A Figura 1 ilustra a evolução temporal do percentual de adesão ao PMAQ-AB, conforme o espalhamento geográfico das UBS (n = 26 em 2012; n = 55 em 2014; e n = 86 em 2017) em Roraima, favorecendo uma melhor cobertura estimada de equipes de Saúde da Família (eSF) e de equipes de Atenção Básica (eAB), com vistas ao fortalecimento do planejamento do SUS.

Observa-se, ainda, na Tabela 1, que a cobertura da APS foi de 100% nos três períodos estudados em seis municípios de Roraima. Por outro lado, em três municípios (Cantá, Caroebe e Uiramutá) o percentual de cobertura foi crescente ao longo dos anos, enquanto em outros (Amajari, Boa Vista, São João da Baliza e São Luiz) houve decréscimo entre 2012 e 2014 e entre 2014 e 2017 (Boa Vista, Normandia, Rorainópolis e São Luiz). No que se refere à criação dos NASFs, vê-se que figuram em 9 dos 15 municípios em 2014 (apenas um em cada município), evoluindo para todos os municípios de RR, exceto Cantá e Normandia, além de três em Boa Vista.

Tabela 1
Características de gestão e da atenção básica nos municípios de Roraima em 2012, 2014 e 2017.

Quanto à adesão das unidades de saúde do estado de Roraima ao PMAQ-AB, observou-se que: em 2012 foi de 18%; em 2014, 48%; e em 2017, cerca de 100%. Em específico para os municípios de RR, observou-se também aumento progressivo ao longo dos anos em 14 dos 15 municípios. Porém, no município de Amajari, a adesão cresceu entre 2012 e 2014, no entanto zerou em 2017. Apenas o município Bonfim alcançou 100% de adesão ainda em 2014, enquanto em 2017 somente dois municípios (Amaraji e Boa Vista) não apresentavam esse percentual (Tabela 1).

********

Liste os municípios de Roraima que, segundo o trecho sobre a atenção básica, tiveram decréscimo no percentual de cobertura da APS entre 2012 e 2014.

(Registros de dados coletados)
********

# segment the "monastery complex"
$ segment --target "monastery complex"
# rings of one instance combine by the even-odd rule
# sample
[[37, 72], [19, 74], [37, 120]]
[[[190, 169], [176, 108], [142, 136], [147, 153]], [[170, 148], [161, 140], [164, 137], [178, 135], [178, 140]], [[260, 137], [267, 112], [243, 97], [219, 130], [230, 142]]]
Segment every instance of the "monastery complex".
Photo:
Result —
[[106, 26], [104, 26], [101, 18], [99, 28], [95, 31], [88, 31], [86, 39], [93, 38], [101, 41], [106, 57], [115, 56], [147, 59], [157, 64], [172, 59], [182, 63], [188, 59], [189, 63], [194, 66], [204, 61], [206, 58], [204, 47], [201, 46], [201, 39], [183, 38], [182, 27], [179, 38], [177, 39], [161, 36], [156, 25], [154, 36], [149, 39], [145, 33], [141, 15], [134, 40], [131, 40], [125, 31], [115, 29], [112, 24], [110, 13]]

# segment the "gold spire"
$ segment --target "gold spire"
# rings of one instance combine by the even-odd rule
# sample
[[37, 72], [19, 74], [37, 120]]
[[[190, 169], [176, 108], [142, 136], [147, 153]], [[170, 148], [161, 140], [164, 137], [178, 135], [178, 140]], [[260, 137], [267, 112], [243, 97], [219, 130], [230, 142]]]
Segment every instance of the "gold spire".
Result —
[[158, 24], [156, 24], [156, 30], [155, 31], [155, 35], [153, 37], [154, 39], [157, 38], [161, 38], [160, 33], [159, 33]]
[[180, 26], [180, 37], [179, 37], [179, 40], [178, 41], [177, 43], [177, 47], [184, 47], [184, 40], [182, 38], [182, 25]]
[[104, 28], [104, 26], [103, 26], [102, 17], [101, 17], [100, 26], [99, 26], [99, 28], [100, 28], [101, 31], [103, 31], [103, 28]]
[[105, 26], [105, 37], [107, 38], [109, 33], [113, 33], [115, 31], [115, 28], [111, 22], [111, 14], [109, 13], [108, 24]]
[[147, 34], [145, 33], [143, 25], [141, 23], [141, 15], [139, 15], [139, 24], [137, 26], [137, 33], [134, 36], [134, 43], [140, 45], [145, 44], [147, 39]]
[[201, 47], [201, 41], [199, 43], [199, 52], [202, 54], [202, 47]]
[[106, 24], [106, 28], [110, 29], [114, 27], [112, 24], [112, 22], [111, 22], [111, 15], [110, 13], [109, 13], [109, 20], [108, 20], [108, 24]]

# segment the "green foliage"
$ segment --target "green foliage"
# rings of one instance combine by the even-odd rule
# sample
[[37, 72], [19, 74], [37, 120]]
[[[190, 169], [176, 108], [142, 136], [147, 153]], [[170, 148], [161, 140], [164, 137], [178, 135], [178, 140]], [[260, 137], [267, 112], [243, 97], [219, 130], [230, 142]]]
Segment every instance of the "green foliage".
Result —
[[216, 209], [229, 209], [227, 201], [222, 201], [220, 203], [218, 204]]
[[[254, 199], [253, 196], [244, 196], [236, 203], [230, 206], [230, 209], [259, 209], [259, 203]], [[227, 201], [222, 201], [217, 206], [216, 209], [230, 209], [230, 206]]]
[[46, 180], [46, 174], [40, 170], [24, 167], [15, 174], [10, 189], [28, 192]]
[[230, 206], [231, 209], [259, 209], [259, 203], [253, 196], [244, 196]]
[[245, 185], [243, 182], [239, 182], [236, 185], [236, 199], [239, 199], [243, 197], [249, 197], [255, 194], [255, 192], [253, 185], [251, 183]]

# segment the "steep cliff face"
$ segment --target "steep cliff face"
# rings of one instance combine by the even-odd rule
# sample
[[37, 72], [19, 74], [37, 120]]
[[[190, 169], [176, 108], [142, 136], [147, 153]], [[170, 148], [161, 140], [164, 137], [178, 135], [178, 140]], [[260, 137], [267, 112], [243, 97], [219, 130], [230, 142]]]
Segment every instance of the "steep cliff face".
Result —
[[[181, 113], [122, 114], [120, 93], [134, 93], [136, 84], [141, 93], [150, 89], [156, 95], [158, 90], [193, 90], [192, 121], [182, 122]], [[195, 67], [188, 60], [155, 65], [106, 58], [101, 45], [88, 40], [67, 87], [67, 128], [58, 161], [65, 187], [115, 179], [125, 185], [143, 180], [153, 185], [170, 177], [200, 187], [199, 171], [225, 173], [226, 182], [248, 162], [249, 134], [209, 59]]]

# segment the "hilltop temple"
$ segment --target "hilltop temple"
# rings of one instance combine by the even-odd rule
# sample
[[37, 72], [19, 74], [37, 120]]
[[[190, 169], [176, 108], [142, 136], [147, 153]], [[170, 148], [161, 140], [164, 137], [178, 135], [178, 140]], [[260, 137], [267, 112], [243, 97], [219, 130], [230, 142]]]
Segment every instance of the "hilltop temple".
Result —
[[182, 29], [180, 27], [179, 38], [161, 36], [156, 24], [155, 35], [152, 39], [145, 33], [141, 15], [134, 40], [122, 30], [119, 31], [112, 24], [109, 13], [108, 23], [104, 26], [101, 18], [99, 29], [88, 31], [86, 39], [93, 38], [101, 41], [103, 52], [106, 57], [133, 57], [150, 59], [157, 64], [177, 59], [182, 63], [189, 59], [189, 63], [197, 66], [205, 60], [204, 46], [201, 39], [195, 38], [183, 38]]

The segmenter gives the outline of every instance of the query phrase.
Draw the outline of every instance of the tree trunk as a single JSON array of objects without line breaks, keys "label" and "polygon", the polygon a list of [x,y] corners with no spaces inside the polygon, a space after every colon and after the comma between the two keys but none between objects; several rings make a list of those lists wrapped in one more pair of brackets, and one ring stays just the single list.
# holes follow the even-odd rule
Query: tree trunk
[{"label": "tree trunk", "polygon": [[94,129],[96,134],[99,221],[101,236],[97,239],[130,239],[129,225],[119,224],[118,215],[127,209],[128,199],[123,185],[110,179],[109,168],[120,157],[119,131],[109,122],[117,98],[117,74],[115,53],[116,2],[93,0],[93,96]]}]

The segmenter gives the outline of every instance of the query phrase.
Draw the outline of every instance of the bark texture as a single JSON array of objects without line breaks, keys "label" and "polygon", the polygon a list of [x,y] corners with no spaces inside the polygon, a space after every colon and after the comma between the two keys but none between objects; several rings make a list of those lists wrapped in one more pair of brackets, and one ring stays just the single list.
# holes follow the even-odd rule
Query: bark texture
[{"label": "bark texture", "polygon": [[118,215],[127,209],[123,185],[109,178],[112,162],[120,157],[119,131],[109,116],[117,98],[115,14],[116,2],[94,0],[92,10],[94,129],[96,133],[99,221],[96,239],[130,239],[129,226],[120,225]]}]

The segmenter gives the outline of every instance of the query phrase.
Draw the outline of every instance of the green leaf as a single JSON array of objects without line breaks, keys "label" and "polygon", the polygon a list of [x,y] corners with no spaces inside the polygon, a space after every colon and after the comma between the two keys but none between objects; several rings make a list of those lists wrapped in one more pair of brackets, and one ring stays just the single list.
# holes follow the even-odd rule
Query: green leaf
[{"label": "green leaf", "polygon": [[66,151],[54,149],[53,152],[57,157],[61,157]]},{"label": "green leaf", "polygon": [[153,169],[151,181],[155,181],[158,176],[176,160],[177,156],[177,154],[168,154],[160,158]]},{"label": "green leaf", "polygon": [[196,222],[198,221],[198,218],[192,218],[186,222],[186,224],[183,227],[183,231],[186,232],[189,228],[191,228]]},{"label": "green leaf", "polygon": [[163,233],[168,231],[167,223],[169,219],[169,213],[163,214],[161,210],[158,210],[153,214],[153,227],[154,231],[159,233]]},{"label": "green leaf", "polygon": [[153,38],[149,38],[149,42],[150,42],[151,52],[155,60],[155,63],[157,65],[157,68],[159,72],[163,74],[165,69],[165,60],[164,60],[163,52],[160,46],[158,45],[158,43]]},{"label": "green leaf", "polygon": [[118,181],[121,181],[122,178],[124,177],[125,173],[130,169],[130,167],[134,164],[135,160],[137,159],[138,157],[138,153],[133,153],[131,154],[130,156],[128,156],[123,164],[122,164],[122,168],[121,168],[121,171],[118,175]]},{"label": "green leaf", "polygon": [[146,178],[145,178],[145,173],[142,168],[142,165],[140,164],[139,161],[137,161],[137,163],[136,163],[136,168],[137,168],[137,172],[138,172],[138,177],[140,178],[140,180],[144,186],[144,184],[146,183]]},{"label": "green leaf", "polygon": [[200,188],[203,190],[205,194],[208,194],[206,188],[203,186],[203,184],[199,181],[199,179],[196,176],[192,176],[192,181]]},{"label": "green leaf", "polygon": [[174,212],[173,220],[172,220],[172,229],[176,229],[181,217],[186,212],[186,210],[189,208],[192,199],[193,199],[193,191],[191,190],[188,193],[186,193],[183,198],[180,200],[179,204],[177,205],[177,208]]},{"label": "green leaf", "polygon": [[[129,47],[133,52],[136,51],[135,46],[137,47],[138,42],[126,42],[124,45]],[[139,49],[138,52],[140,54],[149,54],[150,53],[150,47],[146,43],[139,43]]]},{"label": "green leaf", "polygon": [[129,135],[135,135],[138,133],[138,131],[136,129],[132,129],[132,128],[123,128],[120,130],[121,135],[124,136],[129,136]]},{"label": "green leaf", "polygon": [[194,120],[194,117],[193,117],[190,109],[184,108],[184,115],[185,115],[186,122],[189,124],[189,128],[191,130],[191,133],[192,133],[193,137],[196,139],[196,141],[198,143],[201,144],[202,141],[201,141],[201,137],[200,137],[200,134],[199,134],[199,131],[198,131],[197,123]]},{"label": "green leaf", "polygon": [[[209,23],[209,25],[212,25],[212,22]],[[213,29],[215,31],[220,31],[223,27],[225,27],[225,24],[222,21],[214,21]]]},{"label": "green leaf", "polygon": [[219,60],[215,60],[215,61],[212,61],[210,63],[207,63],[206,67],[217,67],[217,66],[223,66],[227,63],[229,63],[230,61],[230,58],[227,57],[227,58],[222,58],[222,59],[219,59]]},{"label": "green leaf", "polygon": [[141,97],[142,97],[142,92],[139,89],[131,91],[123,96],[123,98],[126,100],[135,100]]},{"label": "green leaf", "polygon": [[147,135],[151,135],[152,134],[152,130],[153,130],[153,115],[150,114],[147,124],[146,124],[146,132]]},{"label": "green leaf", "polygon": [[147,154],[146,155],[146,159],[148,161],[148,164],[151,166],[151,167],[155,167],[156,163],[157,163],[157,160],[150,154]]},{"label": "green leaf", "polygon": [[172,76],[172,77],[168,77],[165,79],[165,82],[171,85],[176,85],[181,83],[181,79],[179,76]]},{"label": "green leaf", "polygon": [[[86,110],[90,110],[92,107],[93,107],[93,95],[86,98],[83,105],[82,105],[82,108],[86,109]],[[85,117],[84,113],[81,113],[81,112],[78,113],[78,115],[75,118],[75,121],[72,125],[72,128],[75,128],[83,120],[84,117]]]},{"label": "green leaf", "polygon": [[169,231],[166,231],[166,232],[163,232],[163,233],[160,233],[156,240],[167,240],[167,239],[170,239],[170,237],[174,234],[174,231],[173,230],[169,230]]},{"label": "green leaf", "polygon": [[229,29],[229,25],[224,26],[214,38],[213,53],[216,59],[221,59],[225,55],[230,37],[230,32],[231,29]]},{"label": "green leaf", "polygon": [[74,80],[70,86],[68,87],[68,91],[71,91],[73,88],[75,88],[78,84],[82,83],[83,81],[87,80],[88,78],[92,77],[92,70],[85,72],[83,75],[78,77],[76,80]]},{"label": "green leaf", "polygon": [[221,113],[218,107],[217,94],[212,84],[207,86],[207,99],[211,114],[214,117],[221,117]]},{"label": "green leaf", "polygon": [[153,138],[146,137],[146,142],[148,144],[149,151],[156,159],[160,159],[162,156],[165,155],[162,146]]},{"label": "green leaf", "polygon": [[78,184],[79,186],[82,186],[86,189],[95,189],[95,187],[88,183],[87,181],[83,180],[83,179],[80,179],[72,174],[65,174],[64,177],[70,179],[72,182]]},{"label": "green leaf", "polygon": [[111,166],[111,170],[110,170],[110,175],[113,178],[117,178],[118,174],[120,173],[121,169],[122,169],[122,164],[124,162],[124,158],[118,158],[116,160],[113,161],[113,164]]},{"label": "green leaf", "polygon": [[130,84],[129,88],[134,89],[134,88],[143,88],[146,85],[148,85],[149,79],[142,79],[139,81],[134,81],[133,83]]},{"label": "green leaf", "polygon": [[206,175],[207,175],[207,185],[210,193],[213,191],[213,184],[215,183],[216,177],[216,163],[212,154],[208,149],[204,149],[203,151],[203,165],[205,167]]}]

********

* RESOLUÇÃO
Amajari, Boa Vista, São João da Baliza e São Luiz.